◆ **TRECHO DO DOCUMENTO**

Os idosos, famílias com crianças e pessoas com deficiência e comorbidades que estavam no Líbano e foram repatriados pelo governo brasileiro demonstravam alívio, mas também preocupação com os familiares e amigos que deixaram para trás ao desembarcarem na base aérea de Guarulhos (SP) neste domingo (6).
A última vez em que Israel invadiu o Líbano por via terrestre foi em 2006. Segundo dados oficiais, a incursão deixou 1.191 mortos, a maioria civis. O ataque atual, dizem os repatriados, parece ainda mais destrutivo.
Jussara Kdouh, 34, era adolescente no último conflito entre Israel e o Hezbollah. “Em 2006, foi difícil também, mas desta vez foi muito pesado. Eles não levam em consideração inocentes. Onde tem alvo para atacar, atacam. Pode morrer muitas pessoas, não se importam”, disse à Folha.

◆ **PARA TRABALHAR**
A - No trecho sobre os repatriados do Líbano, quantos mortos a incursão terrestre de Israel em 2006 deixou, segundo dados oficiais?
B - Com base no trecho sobre os repatriados do Líbano, explique por que Jussara Kdouh considera o conflito atual mais pesado que o de 2006.
C - Retome o trecho sobre os repatriados do Líbano a partir do ponto em que ele termina.
O material de rotulagem forma um conjunto à parte, sem ligação com o trecho.

Dados de rotulagem por coordenadas
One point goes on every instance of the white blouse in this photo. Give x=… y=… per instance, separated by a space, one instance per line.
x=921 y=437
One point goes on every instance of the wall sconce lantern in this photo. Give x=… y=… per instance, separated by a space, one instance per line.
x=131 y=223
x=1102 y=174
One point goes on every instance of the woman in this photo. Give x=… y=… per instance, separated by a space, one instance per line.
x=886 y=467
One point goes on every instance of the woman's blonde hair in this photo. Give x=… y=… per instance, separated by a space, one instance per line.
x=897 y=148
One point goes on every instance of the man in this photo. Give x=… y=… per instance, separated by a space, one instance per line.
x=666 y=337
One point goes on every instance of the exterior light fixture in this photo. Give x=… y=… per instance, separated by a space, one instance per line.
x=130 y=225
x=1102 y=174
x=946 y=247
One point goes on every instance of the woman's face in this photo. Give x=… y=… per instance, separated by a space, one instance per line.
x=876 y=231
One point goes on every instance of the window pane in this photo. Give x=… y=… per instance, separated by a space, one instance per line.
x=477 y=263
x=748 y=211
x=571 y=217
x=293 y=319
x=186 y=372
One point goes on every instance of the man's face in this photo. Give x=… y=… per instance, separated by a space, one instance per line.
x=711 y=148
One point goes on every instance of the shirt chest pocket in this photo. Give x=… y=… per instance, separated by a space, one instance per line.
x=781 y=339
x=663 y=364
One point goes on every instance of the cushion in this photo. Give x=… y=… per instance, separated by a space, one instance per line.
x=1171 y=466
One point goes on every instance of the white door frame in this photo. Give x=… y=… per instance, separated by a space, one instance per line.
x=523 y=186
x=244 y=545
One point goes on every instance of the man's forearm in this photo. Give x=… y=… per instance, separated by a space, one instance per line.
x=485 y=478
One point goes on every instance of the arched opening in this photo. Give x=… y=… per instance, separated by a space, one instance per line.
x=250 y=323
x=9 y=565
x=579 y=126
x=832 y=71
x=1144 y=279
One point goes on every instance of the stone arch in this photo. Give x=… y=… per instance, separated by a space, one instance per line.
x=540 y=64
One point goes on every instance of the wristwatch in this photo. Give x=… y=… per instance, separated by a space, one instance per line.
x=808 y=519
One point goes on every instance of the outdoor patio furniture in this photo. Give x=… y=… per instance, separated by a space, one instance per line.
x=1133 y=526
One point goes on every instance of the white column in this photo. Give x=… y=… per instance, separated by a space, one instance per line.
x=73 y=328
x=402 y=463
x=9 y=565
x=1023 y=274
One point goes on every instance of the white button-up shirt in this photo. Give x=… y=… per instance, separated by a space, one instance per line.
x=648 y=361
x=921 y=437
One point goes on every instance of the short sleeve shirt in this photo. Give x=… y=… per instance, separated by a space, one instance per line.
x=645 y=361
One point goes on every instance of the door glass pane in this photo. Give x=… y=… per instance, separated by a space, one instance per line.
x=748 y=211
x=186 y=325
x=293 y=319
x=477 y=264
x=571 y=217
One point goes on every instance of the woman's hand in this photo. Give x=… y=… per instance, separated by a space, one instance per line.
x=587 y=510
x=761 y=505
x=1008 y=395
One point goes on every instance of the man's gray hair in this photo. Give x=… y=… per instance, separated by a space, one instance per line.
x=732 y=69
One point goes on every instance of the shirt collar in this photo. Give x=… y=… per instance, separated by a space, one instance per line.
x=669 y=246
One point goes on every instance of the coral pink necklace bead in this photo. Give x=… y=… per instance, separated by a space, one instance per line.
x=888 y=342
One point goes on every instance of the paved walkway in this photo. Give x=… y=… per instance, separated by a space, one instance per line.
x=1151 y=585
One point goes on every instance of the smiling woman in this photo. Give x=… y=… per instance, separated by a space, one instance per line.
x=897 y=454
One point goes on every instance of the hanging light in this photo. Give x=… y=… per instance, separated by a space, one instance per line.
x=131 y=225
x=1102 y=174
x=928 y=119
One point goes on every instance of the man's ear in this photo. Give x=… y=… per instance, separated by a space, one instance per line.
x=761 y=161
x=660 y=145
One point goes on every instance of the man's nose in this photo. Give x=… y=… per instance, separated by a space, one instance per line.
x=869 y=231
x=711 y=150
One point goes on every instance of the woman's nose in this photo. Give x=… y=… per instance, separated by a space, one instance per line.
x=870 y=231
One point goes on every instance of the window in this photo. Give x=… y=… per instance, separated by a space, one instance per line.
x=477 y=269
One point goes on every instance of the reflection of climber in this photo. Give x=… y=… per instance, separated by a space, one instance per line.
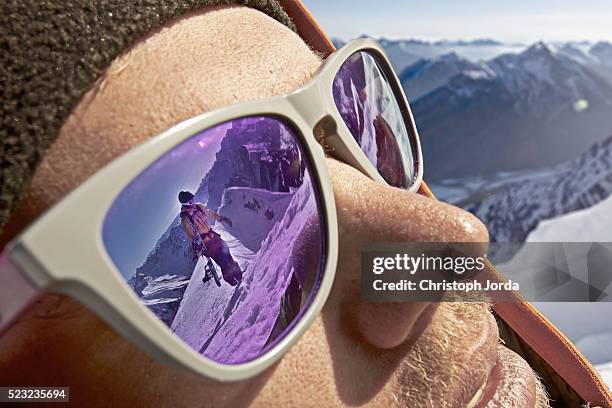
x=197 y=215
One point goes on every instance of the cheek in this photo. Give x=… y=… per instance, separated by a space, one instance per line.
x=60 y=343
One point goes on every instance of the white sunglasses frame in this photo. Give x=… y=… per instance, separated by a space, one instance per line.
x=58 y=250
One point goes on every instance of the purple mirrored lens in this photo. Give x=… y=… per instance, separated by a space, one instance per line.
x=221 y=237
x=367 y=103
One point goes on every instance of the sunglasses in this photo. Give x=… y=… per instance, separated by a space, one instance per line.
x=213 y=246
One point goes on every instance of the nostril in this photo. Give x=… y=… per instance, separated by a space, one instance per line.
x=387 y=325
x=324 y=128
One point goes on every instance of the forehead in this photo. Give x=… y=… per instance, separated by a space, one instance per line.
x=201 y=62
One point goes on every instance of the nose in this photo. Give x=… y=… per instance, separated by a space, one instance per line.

---

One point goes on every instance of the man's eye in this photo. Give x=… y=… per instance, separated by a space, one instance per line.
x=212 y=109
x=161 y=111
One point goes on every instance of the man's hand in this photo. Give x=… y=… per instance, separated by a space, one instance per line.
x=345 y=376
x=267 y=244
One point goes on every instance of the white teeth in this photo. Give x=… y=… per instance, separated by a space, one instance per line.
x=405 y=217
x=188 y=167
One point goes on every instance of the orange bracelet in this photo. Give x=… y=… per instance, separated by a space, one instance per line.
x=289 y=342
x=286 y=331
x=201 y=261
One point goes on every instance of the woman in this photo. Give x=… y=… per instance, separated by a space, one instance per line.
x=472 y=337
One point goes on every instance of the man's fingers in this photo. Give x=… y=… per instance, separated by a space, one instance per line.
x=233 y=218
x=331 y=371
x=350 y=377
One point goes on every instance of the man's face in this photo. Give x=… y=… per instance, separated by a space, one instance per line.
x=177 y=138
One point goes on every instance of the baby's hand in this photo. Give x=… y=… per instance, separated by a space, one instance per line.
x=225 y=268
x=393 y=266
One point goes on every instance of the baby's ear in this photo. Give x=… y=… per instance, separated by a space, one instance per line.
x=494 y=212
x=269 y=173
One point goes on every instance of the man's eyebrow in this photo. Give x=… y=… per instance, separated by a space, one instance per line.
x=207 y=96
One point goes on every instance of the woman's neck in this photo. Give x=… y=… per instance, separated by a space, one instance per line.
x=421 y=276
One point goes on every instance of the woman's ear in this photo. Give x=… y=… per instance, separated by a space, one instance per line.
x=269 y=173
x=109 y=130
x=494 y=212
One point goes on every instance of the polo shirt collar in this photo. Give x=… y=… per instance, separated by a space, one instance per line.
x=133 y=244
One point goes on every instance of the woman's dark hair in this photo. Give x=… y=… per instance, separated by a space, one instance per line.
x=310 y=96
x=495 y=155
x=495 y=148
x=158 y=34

* * *

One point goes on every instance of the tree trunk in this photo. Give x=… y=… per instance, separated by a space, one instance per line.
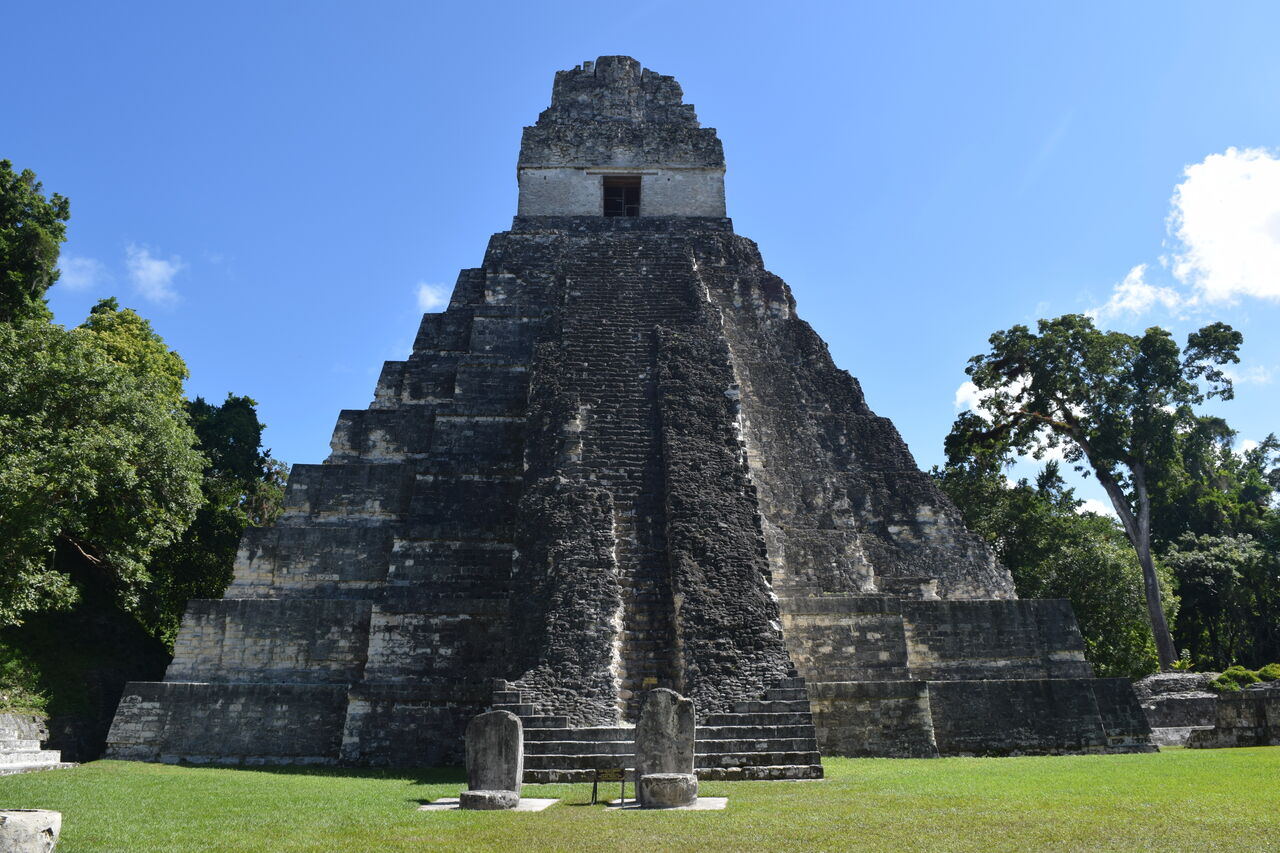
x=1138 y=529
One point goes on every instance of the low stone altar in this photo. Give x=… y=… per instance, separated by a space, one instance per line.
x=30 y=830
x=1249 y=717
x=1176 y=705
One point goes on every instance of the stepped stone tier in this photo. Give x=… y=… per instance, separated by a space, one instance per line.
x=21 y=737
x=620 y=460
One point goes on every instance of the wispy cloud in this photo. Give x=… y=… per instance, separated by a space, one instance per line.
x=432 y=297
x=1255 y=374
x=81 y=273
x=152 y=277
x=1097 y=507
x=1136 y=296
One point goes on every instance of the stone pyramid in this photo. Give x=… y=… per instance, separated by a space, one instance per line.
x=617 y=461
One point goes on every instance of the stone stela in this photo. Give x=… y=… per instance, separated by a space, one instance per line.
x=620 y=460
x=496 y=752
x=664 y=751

◆ **RESPOSTAS**
A - Deixou 1.191 mortos, a maioria civis.

B - Segundo ela, desta vez os inocentes não são levados em consideração. Onde há alvo, o ataque acontece, sem importar que muitas pessoas possam morrer.

C -
Apesar de ter permanecido no Líbano em 2006, agora, com dois filhos, decidiu deixar o país –a mãe, que também ficou em Beirute no conflito anterior, acompanhou-a desta vez.
Kdouh diz não saber se ainda tinha casa no país. “Deixei a geladeira cheia, a comida na pia, tudo.”
O mesmo aconteceu com o casal Jaline Abou Arab, 54, e Fauzi Abou Arab, 64. Em 2006, relata a mulher, ela até cogitou ir para a Síria com os filhos pequenos, mas permaneceu no Líbano. Desta vez, achou perigoso demais continuar lá. “As bombas vêm de cima para baixo”.
Carla Araújo conta que se mudou da Angola para o Líbano, país de nascimento do marido e pai dos seus dois filhos, em agosto do ano passado, a fim de conseguir melhor educação para o filho no espectro autista.
A guerra em Gaza começou logo depois da mudança –mas ela não se preocupou, nem na época nem quando Israel começou a investir contra o Líbano. “Eu não queria sair da minha casa. Dizia: ‘Ninguém vai jogar bomba aqui em Beirute’. Aí caiu a primeira bomba a dez minutos de onde moro.”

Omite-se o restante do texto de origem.